## Written task 1
Extract each line of the records that contains the word "navy".

Singing Heart Songs

Rev. Dr. DeWayne L. Davis

Published in This Week At Plymouth

June 30, 2023

Is there a song that, when you hear it, all things sad, bad, or negative fall away? A song with the power to sharpen your senses, bringing up pleasant sense memories of sights and sounds of a time when you felt love, joy, and connection? What about a poem? Songs and poetry have been so present in my life that I often take them for granted. And yet, recently, I’ve come to rely on them more to intentionally introduce heartfelt messages into my heart and head throughout the day and week. I call them heart songs. They are the songs, poems, music, and messages, often personally familiar and beloved, that interrupt the routine, mundane preoccupations of the job and personal and professional stresses to call us to loftier reflections on love, life, and beauty.

## Material provided
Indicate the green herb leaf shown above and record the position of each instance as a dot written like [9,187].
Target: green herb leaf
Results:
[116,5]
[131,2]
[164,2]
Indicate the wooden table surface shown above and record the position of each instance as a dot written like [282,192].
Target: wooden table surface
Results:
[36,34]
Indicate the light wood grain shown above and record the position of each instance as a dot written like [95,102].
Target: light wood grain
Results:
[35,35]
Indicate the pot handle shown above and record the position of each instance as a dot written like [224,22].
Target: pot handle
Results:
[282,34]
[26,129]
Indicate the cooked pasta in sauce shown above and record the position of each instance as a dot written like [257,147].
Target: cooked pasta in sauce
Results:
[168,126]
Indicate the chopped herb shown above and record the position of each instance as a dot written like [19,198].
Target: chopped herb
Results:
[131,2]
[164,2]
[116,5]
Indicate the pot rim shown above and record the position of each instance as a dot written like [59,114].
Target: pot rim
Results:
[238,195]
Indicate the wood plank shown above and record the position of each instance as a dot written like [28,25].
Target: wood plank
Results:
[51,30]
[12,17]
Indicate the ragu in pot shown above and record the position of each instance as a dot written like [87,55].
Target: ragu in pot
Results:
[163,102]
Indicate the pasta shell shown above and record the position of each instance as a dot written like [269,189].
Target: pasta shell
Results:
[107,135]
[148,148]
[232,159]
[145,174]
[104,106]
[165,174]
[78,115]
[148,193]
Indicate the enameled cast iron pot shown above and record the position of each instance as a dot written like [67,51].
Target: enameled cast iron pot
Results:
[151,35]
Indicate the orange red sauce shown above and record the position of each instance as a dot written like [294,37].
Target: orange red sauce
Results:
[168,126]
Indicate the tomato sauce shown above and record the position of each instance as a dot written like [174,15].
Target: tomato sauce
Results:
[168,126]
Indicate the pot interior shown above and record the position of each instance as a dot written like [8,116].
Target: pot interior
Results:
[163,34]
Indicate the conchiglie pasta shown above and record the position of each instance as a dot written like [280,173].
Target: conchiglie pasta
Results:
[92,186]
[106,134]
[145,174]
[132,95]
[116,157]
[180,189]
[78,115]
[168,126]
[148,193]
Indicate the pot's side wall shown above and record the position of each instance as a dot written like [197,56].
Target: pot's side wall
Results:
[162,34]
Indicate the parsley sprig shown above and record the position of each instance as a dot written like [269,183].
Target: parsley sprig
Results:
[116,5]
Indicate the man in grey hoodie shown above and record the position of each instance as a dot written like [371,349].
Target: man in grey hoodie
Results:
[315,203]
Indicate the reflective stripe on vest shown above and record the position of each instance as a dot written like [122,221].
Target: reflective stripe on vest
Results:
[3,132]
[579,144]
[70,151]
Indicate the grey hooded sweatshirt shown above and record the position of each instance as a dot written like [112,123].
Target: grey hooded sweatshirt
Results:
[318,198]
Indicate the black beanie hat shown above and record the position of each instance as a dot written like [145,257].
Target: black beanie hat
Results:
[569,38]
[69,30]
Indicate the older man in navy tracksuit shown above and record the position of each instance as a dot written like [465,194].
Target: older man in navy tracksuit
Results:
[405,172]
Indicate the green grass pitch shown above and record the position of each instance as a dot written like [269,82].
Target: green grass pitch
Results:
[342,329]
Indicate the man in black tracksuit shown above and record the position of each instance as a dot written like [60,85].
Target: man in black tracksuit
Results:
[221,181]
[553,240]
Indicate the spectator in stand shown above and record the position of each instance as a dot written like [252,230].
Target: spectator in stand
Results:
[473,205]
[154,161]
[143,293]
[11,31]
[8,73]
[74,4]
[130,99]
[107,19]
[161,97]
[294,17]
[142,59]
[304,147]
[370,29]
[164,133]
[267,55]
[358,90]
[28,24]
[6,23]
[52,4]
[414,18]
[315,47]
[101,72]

## Written task 2
Answer these questions using the heart songs essay:
(a) In what publication did the essay appear, and on what date?
(b) What name does the writer give to the songs, poems, music, and messages described?
(c) According to the essay, what loftier reflections do these call us to?

## Correct response 1
Indicate the older man in navy tracksuit shown above and record the position of each instance as a dot written like [465,194].
Target: older man in navy tracksuit

## Correct response 2
(a) This Week At Plymouth, June 30, 2023.
(b) Heart songs.
(c) Reflections on love, life, and beauty.